**SOURCE EXCERPT**

begin

When a pmem namespace is associated with a block device, an
nvdimm_flush() is triggered with every block-layer REQ_FUA, or REQ_FLUSH
request. These requests are typically associated with filesystem
metadata updates. However, when a namespace is in device-dax mode,
userspace (think database metadata) needs another path to perform the
same flushing. In other words this is not required to make data
persistent, but in the case of metadata it allows for a smaller failure
domain in the unlikely event of an ADR failure.

The new 'flush' attribute is visible when the individual DIMMs backing a
given interleave-set are described by platform firmware. In ACPI terms
this is "NVDIMM Region Mapping Structures" and associated "Flush Hint
Address Structures". Reads return "1" if the region supports triggering
WPQ flushes on all DIMMs. Reads return "0" the flush operation is a
platform nop, and in that case the attribute is read-only.

Cc: Jeff Moyer <jmoyer@redhat.com>
Cc: Masayoshi Mizuma <m.mizuma@jp.fujitsu.com>
Signed-off-by: Dan Williams <dan.j.williams@intel.com>
---
 drivers/nvdimm/region_devs.c |   41 +++++++++++++++++++++++++++++++++++++++++
 1 file changed, 41 insertions(+)

diff --git a/drivers/nvdimm/region_devs.c b/drivers/nvdimm/region_devs.c
index 24abceda986a..c48f3eddce2d 100644
--- a/drivers/nvdimm/region_devs.c
+++ b/drivers/nvdimm/region_devs.c
@@ -255,6 +255,35 @@ static ssize_t size_show(struct device *dev,
 }
 static DEVICE_ATTR_RO(size);
 
+static ssize_t flush_show(struct device *dev,
+		struct device_attribute *attr, char *buf)
+{
+	struct nd_region *nd_region = to_nd_region(dev);
+
+	/*
+	 * NOTE: in the nvdimm_has_flush() error case this attribute is
+	 * not visible.
+	 */
+	return sprintf(buf, "%d\n", nvdimm_has_flush(nd_region));
+}
+
+static ssize_t flush_store(struct device *dev, struct device_attribute *attr,
+		const char *buf, size_t len)
+{
+	bool flush;
+	int rc = strtobool(buf, &flush);
+	struct nd_region *nd_region = to_nd_region(dev);
+
+	if (rc)
+		return rc;
+	if (!flush)
+		return -EINVAL;
+	nvdimm_flush(nd_region);
+
+	return len;
+}
+static DEVICE_ATTR_RW(flush);
+
 static ssize_t mappings_show(struct device *dev,
 		struct device_attribute *attr, char *buf)
 {
@@ -474,6 +503,7 @@ static DEVICE_ATTR_RO(resource);
 
 static struct attribute *nd_region_attributes[] = {
 	&dev_attr_size.attr,
+	&dev_attr_flush.attr,
 	&dev_attr_nstype.attr,
 	&dev_attr_mappings.attr,
 	&dev_attr_btt_seed.attr,
@@ -508,6 +538,17 @@ static umode_t region_visible(struct kobject *kobj, struct attribute *a, int n)

end

**Items from a data source**
begin

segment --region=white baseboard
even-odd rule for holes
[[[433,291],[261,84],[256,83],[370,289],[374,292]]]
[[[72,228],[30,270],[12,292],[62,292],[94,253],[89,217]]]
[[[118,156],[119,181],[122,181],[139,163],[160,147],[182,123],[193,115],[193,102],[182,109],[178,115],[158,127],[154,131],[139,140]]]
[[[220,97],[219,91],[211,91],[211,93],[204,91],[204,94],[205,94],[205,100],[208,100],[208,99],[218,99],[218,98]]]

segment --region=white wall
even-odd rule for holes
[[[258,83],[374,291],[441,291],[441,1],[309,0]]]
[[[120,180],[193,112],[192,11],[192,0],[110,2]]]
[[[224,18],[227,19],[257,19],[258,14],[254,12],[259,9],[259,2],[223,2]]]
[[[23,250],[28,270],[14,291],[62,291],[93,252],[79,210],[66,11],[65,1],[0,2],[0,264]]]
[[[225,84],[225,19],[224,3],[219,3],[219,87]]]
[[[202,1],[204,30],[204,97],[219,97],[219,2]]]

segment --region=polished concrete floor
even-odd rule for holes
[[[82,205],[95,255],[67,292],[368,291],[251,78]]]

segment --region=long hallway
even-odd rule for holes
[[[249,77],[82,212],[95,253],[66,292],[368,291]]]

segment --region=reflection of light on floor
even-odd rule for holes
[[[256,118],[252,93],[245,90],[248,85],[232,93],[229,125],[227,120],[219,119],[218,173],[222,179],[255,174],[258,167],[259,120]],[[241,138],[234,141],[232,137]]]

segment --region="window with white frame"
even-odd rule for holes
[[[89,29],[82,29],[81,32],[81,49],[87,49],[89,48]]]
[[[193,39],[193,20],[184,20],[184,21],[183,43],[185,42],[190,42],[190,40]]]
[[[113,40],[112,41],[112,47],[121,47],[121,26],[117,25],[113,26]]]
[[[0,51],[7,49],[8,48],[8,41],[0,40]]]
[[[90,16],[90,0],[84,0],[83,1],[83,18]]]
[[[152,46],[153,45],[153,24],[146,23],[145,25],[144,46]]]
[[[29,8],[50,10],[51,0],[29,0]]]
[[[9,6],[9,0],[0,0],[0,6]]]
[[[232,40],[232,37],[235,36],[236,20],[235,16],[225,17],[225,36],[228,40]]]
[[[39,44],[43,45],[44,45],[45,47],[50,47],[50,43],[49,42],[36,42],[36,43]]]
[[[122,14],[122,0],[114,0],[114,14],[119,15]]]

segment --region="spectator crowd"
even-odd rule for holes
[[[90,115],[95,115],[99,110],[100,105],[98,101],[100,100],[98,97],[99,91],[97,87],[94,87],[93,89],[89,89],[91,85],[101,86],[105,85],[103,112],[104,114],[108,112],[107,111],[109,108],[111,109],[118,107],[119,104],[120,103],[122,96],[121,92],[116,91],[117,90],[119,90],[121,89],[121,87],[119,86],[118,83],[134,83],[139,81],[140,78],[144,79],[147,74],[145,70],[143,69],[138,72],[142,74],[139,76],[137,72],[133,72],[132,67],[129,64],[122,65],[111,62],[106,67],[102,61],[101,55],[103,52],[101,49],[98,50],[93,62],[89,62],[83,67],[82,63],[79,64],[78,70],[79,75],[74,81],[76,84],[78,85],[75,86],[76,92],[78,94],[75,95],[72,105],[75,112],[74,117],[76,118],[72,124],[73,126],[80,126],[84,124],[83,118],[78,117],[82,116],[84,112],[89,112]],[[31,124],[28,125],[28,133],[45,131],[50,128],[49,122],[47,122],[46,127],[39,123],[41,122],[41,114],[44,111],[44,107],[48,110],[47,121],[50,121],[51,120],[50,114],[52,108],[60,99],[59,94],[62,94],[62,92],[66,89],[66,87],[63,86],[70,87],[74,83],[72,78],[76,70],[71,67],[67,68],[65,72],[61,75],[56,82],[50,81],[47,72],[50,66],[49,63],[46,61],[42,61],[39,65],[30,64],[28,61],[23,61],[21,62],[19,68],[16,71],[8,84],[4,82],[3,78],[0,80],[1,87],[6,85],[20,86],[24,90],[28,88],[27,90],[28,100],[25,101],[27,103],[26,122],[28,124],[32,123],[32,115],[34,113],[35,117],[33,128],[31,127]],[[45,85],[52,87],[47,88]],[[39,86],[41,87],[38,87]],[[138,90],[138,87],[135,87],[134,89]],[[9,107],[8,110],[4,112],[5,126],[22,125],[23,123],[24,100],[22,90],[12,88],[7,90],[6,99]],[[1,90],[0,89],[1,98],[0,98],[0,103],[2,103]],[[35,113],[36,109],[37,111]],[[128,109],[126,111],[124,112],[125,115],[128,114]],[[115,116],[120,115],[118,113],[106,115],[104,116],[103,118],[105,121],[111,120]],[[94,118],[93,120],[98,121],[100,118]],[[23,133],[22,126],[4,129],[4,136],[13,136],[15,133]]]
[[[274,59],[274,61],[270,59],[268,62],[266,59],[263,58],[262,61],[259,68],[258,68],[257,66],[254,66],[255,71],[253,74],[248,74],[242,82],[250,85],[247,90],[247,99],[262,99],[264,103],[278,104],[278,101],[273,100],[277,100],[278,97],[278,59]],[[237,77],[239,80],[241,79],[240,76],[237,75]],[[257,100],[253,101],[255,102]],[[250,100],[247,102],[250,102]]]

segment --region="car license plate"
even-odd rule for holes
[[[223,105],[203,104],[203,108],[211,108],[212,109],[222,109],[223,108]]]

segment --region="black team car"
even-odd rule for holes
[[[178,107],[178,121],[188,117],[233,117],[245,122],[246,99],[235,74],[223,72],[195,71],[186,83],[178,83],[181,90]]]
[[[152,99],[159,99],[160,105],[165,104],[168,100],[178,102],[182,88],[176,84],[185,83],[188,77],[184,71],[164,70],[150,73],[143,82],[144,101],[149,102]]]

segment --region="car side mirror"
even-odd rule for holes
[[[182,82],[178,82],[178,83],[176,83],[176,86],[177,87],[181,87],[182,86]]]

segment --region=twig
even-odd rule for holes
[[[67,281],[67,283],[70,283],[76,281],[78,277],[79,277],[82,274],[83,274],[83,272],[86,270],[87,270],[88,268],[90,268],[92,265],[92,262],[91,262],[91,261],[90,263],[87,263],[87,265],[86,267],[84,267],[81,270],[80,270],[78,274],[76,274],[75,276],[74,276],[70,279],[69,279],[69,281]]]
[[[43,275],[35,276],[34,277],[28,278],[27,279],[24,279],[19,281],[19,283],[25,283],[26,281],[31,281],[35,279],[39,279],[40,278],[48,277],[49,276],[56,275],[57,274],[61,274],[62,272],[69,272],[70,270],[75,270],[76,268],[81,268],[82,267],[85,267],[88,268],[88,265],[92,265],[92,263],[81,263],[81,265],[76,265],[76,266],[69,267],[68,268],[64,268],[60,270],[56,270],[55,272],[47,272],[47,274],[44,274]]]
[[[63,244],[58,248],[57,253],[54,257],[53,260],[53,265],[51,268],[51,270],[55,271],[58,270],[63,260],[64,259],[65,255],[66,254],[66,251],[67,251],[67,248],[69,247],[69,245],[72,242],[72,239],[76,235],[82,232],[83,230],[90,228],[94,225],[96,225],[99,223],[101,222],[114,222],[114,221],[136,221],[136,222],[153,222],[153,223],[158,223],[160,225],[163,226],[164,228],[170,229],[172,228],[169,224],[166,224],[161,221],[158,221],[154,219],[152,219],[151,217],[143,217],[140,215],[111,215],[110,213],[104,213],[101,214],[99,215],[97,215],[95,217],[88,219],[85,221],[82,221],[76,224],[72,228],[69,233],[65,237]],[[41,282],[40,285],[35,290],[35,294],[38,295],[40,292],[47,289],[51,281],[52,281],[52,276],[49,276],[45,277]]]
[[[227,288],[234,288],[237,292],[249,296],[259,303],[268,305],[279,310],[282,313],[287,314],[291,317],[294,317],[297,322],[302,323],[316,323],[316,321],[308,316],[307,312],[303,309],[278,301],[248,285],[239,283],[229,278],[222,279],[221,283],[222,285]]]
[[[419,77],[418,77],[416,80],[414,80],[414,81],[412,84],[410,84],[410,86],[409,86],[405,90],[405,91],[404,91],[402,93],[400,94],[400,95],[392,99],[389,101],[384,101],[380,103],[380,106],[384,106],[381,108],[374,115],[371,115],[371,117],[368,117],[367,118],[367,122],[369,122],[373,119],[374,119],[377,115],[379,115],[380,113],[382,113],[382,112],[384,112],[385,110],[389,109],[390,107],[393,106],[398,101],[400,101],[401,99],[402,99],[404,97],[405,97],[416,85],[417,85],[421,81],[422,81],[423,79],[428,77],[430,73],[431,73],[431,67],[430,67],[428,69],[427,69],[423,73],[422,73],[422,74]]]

end

**STATED PROBLEM 1**
Using the nvdimm flush patch, decide whether each statement agrees with it. Give yes or no for each, and quote the words from the patch that settle it.
(a) The new flush attribute can always be written to.
(b) The change adds 41 lines to a single file.
(c) The new flushing path is required to make data persistent.
**STATED PROBLEM 2**
Answer these questions from the nvdimm flush patch:
(a) Which block-layer requests trigger nvdimm_flush() when a pmem namespace is associated with a block device?
(b) What does a read of the flush attribute return if the region supports triggering WPQ flushes on all DIMMs?
(c) What does flush_store return when the value written is false?
**STATED PROBLEM 3**
Extend the nvdimm flush patch beyond its last line.

**TASK RESULT 1**
(a) No: "in that case the attribute is read-only."
(b) Yes: "1 file changed, 41 insertions(+)"
(c) No: "this is not required to make data persistent"

**TASK RESULT 2**
(a) REQ_FUA or REQ_FLUSH requests.
(b) "1"
(c) -EINVAL

**TASK RESULT 3**
 	if (!is_nd_pmem(dev) && a == &dev_attr_resource.attr)
 		return 0;
 
+	if (a == &dev_attr_flush.attr) {
+		int has_flush = nvdimm_has_flush(nd_region);
+
+		if (has_flush == 1)
+			return a->mode;
+		else if (has_flush == 0)
+			return 0400;
+		else
+			return 0;
+	}
+
 	if (a != &dev_attr_set_cookie.attr
 			&& a != &dev_attr_available_size.attr)
 		return a->mode;

^ permalink raw reply related	[flat|nested] 21+ messages in thread

* Re: [PATCH v2 2/2] libnvdimm, region: sysfs trigger for nvdimm_flush()
  2017-04-24 23:50 ` [PATCH v2 2/2] libnvdimm, region: sysfs trigger for nvdimm_flush() Dan Williams
@ 2017-04-25 16:37   ` Ross Zwisler
  2017-04-25 16:38     ` Dan Williams
  2017-04-25 20:17   ` [PATCH v3] " Dan Williams
  1 sibling, 1 reply; 21+ messages in thread
From: Ross Zwisler @ 2017-04-25 16:37 UTC (permalink / raw)
  To: Dan Williams; +Cc: linux-nvdimm, linux-acpi, linux-kernel

On Mon, Apr 24, 2017 at 04:50:01PM -0700, Dan Williams wrote:
> The nvdimm_flush() mechanism helps to reduce the impact of an ADR
> (asynchronous-dimm-refresh) failure. The ADR mechanism handles flushing
> platform WPQ (write-pending-queue) buffers when power is removed. The
> nvdimm_flush() mechanism performs that same function on-demand.
> 
> When a pmem namespace is associated with a block device, an
> nvdimm_flush() is triggered with every block-layer REQ_FUA, or REQ_FLUSH
> request. These requests are typically associated with filesystem
> metadata updates. However, when a namespace is in device-dax mode,
> userspace (think database metadata) needs another path to perform the
> same flushing. In other words this is not required to make data
> persistent, but in the case of metadata it allows for a smaller failure
> domain in the unlikely event of an ADR failure.
> 
> The new 'flush' attribute is visible when the individual DIMMs backing a
> given interleave-set are described by platform firmware. In ACPI terms
> this is "NVDIMM Region Mapping Structures" and associated "Flush Hint
> Address Structures". Reads return "1" if the region supports triggering
> WPQ flushes on all DIMMs. Reads return "0" the flush operation is a
> platform nop, and in that case the attribute is read-only.
> 
> Cc: Jeff Moyer <jmoyer@redhat.com>
> Cc: Masayoshi Mizuma <m.mizuma@jp.fujitsu.com>
> Signed-off-by: Dan Williams <dan.j.williams@intel.com>
> ---
>  drivers/nvdimm/region_devs.c |   41 +++++++++++++++++++++++++++++++++++++++++
>  1 file changed, 41 insertions(+)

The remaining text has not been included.